* _EXERCISE TASK_
Copy each line from the first one through the line containing "x=726 y=553", inclusive. Multiply every coordinate in the answers by 2.05 and round to whole numbers, with halves rounding up, leaving everything else unchanged.

== EXCERPTED RECORDS

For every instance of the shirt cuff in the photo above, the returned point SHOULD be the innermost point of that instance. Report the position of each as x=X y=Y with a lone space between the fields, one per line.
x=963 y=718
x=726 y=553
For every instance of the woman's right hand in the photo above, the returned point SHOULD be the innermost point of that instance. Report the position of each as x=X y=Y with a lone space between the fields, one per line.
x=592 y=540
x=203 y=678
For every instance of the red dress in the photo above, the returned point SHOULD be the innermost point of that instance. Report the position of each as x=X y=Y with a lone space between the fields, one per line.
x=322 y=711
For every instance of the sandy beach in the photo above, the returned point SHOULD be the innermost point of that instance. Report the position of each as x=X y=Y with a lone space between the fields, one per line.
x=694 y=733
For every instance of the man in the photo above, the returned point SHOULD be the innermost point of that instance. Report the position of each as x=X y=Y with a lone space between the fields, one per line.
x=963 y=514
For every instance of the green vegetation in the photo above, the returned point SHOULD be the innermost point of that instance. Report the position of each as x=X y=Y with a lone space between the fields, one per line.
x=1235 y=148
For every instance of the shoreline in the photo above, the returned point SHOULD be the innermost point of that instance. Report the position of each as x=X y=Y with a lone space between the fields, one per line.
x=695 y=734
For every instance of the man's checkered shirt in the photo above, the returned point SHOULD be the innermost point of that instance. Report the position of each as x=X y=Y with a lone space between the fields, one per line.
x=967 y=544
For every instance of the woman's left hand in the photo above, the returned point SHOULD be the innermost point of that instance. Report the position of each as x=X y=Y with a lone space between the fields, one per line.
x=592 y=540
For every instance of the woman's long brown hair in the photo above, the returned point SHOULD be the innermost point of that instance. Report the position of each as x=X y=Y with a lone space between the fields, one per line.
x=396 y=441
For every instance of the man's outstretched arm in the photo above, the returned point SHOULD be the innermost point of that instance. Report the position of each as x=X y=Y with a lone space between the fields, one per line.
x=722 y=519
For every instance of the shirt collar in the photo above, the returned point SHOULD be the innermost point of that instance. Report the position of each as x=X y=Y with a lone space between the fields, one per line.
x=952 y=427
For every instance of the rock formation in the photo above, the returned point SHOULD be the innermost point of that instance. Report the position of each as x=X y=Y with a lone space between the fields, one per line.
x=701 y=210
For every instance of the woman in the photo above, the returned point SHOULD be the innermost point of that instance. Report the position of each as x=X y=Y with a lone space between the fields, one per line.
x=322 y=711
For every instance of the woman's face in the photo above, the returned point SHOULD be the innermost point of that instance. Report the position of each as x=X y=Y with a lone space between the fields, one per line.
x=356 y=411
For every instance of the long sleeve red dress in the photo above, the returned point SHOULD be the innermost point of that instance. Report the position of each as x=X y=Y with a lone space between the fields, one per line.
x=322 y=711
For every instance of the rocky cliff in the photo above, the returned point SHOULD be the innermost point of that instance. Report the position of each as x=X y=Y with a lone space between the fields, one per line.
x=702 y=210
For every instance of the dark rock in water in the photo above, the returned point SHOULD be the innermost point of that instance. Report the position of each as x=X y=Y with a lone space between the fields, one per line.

====

* _RESULT OF THE EXERCISE_
For every instance of the shirt cuff in the photo above, the returned point SHOULD be the innermost point of that instance. Report the position of each as x=X y=Y with a lone space between the fields, one per line.
x=1974 y=1472
x=1488 y=1134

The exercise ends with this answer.